- Exercise goal -
In the article on CEFC International's share surge, what was the company's market capitalization at S$0.30 per share?

- Text excerpt -
• • • • •

CEFC International Ltd (SGX: Y35) appears to be getting plenty of interest from stock market participants in Singapore lately. The company’s shares, which had never closed at more than S$0.10 apiece since at least the start of 2009, has rocketed by 1,200% from S$0.025 at the start of July 2015 to S$0.30 yesterday. At S$0.30 per share, CEFC International has a market capitalisation of S$1.2 billion. Is the 12-fold increase in the company’s share price justified? Charting the spike CEFC International, which is involved with the trading of petrochemical products, had been turning in nondescript business performances over the past few…
CEFC International Ltd (SGX: Y35) appears to be getting plenty of interest from stock market participants in Singapore lately.
The company’s shares, which had never closed at more than S$0.10 apiece since at least the start of 2009, has rocketed by 1,200% from S$0.025 at the start of July 2015 to S$0.30 yesterday.
At S$0.30 per share, CEFC International has a market capitalisation of S$1.2 billion. Is the 12-fold increase in the company’s share price justified?
Charting the spike
CEFC International, which is involved with the trading of petrochemical products, had been turning in nondescript business performances over the past few years. For instance, its net income in each year from 2011 to 2014 had never exceeded US$1 million (the firm even clocked a loss in 2011).
On 7 July 2015, CEFC International announced in a short memo that it was in discussions on potential joint ventures but there had been no definite deals yet. The key part of the announcement read as follows:
“The Board of Directors of the Company (the “Board”) wishes to announce that the Company is engaged in discussions with a third party to acquire equity interest in a company that currently owns a floating storage tank. The Company is also in discussions with a consortium to acquire equity interest in a company that is currently engaged in the construction of certain port facilities and cargo transportation in China (together, the “Potential Joint Ventures”).”

• • • • •

Excerpts of annotation records
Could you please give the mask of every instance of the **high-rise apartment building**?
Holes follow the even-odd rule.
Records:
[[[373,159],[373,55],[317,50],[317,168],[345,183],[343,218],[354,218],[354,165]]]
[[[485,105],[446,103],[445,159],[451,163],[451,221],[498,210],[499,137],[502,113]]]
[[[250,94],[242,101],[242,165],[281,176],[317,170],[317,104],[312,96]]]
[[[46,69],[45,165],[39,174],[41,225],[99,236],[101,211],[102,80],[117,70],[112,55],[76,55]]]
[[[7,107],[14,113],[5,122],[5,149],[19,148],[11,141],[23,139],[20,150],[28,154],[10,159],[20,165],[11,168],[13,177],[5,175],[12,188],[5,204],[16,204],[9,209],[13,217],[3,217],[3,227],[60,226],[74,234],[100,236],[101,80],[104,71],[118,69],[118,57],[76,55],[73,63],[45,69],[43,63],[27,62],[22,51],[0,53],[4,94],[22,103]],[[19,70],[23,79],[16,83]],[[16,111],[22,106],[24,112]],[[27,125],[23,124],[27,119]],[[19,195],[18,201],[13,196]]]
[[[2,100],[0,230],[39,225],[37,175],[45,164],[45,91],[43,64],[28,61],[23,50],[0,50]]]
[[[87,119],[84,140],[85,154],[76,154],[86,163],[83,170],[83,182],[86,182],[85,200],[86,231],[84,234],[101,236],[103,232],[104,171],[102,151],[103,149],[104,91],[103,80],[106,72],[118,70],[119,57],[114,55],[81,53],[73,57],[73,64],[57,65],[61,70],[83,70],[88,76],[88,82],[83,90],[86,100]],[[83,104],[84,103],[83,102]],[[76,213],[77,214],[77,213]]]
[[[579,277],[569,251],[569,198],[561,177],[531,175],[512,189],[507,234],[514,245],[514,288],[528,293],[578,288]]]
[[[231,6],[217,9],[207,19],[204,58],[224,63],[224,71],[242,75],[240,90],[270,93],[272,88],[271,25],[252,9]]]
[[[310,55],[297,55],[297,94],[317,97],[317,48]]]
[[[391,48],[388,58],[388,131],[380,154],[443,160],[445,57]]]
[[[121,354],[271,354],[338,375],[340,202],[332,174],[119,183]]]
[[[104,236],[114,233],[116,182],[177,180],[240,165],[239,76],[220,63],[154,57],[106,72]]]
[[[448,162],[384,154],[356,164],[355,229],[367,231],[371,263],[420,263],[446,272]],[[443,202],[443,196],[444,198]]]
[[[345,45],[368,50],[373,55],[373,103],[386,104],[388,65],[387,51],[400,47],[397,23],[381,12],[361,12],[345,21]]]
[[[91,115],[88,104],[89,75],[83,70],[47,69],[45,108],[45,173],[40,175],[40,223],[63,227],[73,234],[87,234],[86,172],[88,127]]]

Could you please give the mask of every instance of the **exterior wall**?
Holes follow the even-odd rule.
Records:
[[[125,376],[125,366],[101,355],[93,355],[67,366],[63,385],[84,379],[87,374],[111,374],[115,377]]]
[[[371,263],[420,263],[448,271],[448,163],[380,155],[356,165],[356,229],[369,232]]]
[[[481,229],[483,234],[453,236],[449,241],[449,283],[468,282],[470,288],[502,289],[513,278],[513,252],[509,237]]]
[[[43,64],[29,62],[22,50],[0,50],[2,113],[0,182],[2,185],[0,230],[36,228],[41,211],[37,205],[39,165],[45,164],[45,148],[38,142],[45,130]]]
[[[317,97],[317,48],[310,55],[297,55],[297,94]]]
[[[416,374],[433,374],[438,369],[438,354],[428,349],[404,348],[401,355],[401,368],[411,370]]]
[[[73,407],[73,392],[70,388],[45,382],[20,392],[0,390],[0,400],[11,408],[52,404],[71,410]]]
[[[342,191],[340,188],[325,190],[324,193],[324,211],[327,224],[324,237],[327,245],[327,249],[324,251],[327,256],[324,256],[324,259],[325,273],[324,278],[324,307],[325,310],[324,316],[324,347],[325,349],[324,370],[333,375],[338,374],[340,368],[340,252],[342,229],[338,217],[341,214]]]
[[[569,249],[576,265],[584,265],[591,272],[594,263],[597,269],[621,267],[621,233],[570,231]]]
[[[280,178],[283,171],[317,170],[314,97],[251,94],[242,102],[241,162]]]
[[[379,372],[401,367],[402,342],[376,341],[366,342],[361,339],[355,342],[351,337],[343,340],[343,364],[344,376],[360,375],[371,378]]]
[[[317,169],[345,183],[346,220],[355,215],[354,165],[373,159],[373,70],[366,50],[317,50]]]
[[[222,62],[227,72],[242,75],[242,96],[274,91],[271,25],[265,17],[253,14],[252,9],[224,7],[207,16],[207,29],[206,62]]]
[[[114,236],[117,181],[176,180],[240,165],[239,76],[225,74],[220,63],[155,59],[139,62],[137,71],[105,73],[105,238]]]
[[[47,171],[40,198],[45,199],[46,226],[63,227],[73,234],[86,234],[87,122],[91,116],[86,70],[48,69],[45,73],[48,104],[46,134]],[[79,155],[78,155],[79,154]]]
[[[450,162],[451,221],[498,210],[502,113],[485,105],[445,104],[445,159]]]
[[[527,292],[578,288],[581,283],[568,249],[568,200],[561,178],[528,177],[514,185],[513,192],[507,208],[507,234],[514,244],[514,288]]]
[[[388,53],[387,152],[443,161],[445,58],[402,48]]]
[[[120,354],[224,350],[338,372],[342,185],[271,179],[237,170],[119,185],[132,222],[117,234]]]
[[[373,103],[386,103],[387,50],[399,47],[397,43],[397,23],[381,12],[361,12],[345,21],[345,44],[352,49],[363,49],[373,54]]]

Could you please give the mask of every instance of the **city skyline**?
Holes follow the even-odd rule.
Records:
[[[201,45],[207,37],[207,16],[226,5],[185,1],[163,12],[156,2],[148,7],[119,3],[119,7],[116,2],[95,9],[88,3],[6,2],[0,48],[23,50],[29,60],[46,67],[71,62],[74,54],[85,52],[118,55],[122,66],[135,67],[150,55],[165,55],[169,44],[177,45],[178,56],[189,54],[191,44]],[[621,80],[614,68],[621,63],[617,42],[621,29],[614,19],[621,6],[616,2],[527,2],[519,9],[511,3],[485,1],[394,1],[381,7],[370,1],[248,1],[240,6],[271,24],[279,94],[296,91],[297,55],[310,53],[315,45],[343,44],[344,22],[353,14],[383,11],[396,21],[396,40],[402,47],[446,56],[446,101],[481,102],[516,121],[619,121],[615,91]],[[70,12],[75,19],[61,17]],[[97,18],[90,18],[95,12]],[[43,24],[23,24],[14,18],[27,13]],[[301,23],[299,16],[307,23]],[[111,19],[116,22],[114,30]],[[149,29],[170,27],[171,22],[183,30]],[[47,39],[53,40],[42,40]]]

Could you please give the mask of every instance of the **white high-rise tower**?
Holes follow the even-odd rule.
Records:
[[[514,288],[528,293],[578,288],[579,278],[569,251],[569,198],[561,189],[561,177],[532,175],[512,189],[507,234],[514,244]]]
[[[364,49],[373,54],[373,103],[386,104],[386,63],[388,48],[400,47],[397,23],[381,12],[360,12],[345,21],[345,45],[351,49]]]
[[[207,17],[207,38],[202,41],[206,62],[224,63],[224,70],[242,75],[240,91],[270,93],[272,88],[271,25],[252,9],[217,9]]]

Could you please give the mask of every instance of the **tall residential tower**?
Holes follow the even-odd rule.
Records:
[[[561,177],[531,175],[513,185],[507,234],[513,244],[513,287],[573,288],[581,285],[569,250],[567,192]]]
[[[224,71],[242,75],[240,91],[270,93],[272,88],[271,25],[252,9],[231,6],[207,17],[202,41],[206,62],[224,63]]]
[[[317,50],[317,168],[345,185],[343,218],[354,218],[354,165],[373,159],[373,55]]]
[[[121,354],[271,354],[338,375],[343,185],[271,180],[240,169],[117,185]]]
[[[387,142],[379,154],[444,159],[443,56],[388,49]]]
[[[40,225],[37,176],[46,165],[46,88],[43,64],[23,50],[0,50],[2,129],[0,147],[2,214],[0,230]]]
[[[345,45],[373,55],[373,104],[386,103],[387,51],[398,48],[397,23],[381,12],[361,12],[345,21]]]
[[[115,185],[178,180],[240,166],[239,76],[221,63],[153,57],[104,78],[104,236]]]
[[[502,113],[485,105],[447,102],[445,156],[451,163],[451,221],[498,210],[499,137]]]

• • • • •

- Solved problem -
S$1.2 billion.